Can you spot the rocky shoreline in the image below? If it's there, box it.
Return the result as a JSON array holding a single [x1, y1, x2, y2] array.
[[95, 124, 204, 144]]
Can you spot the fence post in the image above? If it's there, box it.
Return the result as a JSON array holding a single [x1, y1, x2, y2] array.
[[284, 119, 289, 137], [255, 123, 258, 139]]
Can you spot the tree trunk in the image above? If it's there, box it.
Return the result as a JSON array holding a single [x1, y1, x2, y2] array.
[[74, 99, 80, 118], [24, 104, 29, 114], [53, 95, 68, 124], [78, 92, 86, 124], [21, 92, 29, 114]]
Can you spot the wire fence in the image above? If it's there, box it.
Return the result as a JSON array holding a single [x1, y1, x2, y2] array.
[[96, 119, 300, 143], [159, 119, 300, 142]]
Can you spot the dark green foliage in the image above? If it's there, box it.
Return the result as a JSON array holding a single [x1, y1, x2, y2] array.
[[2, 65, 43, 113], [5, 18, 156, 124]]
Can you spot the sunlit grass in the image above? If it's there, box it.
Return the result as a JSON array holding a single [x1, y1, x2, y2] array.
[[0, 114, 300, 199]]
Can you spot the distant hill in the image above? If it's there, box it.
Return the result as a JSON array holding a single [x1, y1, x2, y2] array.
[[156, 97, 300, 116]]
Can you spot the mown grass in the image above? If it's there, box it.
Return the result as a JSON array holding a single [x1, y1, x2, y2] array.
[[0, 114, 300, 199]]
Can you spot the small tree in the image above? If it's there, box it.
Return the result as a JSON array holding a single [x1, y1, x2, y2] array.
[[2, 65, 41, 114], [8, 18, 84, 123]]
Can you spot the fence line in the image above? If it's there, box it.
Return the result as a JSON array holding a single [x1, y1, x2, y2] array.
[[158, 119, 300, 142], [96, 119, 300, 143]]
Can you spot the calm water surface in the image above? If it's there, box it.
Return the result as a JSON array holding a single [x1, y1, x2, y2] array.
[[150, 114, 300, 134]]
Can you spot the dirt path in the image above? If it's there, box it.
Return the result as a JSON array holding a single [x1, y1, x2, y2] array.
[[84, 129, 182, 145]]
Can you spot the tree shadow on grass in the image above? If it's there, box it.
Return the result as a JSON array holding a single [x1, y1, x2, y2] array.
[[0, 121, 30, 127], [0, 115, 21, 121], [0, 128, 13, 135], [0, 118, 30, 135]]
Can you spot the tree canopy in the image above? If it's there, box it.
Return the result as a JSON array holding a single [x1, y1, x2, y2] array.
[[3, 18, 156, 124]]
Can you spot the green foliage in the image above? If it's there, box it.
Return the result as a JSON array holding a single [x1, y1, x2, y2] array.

REQUIREMENTS: Return each line from the entries above that includes the word "green", copied unchanged.

ANSWER TO THE PROBLEM:
Can you spot the dark green foliage in the image above? If it's there, box it.
Can you spot the green foliage in the image above? If it's there, box it.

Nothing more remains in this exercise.